EXTRACT TO READ:
========

# Lacquer problems on counter top



## optimusprimer92 (Nov 10, 2016)

I recently completed a counter top for out laundry room. Everything seemed to go as expected but today I noticed a few "gummy" spots that looked like glue residue from a sticker or something. There was nothing on the counter that could leave these marks that I am aware of. I rubbed them with a damp rag trying to get them off but they just got worse. They were initially the same color as the counter top but after rubbing the spots, they are now white-ish. Any ideas what this might be? The only thing that comes to mind is that the lacquer never dried in those spots and I essentially just scraped them open, which I would find to be strange. In the first photo, you can see towards the left where it seems to be a spray of "anti-finish" or something weird.

Here are the project stats:
-Doug Fir/Hem Fir glue ups, properly dried for 3 weeks in the house w/ no pitch residue
-Sanded to 220
-India Ink to ebonize the project
-Dewaxed Shellac over the ink and wood (Seal-Coat) to seal color as well as wood 
-2 or 3 Coats of Deft Brushing Lacquer (Semi-Gloss) applied after tack dry, about 6 hours apart
-Project has been in the house for about 3 weeks now

Ps- I also noted that the finish is EXTREMELY easy to scratch with a finger nail with very light pressure. I thought lacquer was supposed to be a fairly hard finish but this is just silly.

Any help would be much appreciated. Thanks!


----------



## TungOil (Jan 16, 2017)

The easy scratching might be the clue here- It may be the shellac causing bonding issues with the top coat. I always spray sanding sealer first then top coat with lacquer- all from the same manufacturer and system, that way I know they are compatible. A traditional brushing lacquer is medium durability in my book behind the newer high performance coatings like conversion varnishes and precat lacquers.


----------



## Mahdeew (Jul 24, 2013)

If the shellac was old, that could be the cause as old shellac has a tendency not to dry properly. Looks like the lacquer caused it to bubble to the surface. Deft brush on may take several days to fully cure and as mentioned it is pretty light duty during that time.

========

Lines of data
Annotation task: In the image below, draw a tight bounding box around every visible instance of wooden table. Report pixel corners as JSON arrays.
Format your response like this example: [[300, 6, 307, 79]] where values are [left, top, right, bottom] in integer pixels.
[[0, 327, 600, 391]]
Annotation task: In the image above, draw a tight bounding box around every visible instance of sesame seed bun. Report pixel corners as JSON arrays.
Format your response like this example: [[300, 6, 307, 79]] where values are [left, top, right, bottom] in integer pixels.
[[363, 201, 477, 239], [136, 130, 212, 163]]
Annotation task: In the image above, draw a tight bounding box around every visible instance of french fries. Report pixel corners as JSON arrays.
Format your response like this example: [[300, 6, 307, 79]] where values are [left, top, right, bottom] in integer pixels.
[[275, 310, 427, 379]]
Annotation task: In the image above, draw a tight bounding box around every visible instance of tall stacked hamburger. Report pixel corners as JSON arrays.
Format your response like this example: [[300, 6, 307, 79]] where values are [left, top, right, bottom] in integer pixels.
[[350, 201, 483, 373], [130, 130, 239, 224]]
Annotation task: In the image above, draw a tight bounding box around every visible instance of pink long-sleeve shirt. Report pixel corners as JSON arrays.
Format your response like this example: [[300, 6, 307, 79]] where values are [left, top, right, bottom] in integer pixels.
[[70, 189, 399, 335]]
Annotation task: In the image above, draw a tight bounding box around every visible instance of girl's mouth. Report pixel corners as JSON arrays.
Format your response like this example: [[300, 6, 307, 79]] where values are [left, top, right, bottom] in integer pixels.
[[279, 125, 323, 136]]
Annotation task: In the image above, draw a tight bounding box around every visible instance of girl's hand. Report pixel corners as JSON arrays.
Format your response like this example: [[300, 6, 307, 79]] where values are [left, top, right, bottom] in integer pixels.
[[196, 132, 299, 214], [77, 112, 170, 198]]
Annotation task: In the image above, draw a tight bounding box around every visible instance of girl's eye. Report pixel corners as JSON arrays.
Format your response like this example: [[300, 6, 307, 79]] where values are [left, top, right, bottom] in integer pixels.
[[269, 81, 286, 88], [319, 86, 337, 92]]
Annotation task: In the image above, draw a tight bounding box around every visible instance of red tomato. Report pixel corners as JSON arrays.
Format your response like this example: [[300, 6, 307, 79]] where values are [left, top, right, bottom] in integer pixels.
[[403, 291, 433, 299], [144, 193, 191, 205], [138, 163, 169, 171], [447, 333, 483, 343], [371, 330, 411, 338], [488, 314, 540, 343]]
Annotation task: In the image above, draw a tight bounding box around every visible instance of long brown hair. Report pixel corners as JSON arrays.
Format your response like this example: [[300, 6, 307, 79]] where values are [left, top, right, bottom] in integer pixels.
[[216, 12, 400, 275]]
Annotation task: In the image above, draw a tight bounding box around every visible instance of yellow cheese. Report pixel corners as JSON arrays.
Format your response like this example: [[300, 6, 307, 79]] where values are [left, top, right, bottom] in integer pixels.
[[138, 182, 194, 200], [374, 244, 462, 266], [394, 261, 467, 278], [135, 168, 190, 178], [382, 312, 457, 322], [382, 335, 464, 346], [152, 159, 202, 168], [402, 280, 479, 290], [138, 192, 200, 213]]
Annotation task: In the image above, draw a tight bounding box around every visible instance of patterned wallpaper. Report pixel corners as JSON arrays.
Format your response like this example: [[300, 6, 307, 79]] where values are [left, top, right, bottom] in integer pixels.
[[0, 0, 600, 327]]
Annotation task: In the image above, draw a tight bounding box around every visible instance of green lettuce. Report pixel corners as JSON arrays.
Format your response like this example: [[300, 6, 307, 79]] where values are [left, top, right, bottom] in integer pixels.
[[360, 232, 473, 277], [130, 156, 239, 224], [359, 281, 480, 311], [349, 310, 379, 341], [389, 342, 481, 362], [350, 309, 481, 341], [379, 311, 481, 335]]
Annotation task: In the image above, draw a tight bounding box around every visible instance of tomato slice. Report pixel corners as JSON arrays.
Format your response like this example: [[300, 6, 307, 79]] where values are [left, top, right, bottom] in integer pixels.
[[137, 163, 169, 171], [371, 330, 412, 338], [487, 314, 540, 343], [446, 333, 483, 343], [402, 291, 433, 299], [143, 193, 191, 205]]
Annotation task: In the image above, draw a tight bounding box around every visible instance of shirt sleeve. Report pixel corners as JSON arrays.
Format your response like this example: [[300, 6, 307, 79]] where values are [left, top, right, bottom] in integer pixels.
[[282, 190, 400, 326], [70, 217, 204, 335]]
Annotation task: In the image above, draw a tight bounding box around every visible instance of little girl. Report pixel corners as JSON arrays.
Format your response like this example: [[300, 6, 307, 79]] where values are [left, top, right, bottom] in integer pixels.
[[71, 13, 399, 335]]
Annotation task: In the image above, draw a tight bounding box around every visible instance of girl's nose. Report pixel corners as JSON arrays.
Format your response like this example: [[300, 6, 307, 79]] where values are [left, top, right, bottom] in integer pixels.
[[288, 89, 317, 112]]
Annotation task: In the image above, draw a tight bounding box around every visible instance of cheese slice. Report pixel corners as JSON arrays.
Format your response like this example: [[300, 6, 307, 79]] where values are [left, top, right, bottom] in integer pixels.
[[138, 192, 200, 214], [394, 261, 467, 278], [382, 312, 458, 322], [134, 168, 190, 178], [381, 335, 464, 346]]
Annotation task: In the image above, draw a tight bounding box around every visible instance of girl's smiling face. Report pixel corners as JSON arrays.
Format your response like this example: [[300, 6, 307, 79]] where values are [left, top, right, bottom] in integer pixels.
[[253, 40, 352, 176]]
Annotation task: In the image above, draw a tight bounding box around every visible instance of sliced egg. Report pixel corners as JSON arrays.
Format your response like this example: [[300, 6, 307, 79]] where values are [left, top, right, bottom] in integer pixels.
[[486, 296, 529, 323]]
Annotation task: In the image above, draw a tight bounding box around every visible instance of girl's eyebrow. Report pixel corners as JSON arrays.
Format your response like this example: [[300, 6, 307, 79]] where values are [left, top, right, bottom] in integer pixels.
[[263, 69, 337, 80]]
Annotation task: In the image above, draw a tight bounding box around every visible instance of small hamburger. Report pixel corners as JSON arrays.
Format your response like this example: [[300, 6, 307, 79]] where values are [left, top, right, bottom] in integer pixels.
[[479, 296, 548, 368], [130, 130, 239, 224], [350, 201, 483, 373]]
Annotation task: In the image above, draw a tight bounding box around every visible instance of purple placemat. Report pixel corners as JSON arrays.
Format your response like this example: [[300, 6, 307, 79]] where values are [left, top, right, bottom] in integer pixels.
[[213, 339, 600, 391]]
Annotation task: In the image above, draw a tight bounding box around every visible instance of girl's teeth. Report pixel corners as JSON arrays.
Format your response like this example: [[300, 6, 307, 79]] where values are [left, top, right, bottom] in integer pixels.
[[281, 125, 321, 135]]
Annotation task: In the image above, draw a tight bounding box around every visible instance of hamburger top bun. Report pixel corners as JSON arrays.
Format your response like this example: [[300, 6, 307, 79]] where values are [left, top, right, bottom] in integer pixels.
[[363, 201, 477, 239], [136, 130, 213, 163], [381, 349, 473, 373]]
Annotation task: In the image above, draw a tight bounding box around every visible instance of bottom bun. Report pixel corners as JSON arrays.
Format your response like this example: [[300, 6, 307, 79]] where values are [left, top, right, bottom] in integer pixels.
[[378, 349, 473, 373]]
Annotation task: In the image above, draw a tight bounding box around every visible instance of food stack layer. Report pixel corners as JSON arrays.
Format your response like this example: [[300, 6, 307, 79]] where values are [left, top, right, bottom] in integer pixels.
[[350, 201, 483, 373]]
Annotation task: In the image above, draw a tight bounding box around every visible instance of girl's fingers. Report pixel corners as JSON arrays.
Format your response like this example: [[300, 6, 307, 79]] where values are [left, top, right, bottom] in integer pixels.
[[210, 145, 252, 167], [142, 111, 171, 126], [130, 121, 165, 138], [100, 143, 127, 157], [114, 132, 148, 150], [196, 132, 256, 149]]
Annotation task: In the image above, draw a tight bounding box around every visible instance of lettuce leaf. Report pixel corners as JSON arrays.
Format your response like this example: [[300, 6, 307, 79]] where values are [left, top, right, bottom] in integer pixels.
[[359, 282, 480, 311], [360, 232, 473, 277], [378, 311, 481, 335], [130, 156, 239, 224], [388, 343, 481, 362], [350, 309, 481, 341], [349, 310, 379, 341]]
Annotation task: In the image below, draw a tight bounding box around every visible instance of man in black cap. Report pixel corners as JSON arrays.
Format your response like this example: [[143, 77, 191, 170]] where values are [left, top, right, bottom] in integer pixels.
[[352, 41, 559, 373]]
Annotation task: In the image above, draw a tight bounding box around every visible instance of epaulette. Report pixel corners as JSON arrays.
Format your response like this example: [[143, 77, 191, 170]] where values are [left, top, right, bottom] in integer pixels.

========

GIVEN INSTRUCTION 1:
In the forum thread on lacquer problems on a counter top, how far apart were the coats of brushing lacquer applied?
GIVEN INSTRUCTION 2:
Carry on the forum thread about lacquer problems on a counter top, picking up after its final post.

OUTPUT 1:
About 6 hours apart.

OUTPUT 2:
----------



## optimusprimer92 (Nov 10, 2016)

Thanks for the replies. The shellac was very dry before the Deft. The Deft had been dry for about 2 weeks before I got these scratches. I am just shocked at what has happened and how soft it is. Could it just be the fact that I am using a softwood for the top that it is scratching this easily? What would you guys do to remedy this situation? I am going to have keys, boxes, detergent containers, etc sitting on this thing and I don't want it to look like my kitchen table (kids w/forks and knives lol)


----------



## RichT (Oct 14, 2016)

Lacquer isn't known for durability. While I love lacquer as a topcoat for most things, I'd never use it for a countertop. I believe you'd be better off with a urethane finish. For a recent vanity countertop made of wenge, I used Waterlox sealer/finish, and then Waterlox satin urethane over that. It's very tough, and water literally beads up on it. I'm really impressed with the results.


----------



## PPK (Mar 8, 2016)

Ditto to all the other comments. I really like lacquer because it's easy to work with and get a really nice looking finish, but it doesn't stand up well to water, sunlight, scratches. 
Especially water. Further, lacquer on a soft wood base (such as douglas fir) seems to be even worse. Must be something about how lacquer is a hard product, and doesn't give when the wood gives. Just cracks and flakes off.

I'd probably get out the old sander and try again with some polyurethane. I've had good luck with oil based, and have tried water based, but didn't so much like the water based because it doesn't spray as well. Good luck with whatever you choose to do!


----------



## PPK (Mar 8, 2016)

Oh, and lacquer and polyeurethane are not compatible… So do make sure to sand off all the lacquer first if you choose to go with the poly route…


----------



## JayCee123 (Apr 22, 2016)

A lot of good advice has already been given.

Just a question and asked respectfully … I know you indicated the wood (Doug Fir/Hem Fir) had dried 3 weeks in your house. However, was the lumber actually marked as Kiln Dried or Air Dried lumber? Typically, framing lumber (2x's), whether Kiln Dried (marked KD) or Air Seasoned (marked S-Dry), can have a moisture content as high as 19%. Green lumber (marked S-Green), which may be sold in the rack just beside the Kiln Dried lumber, can have a moisture content well over 19%. Lumber for woodworking purposes should be in the area of about 8 - 12% moisture content. A contributing factor to the failure of your finish may have been the moisture level of the lumber you started with. IMHO, I'd check for any stamps on the exposed surfaces. I'd also invest in a moisture meter, if not I'd stay away from framing lumber for finished woodworking projects and pull lumber from the dimensioned lumber racks.


----------



## optimusprimer92 (Nov 10, 2016)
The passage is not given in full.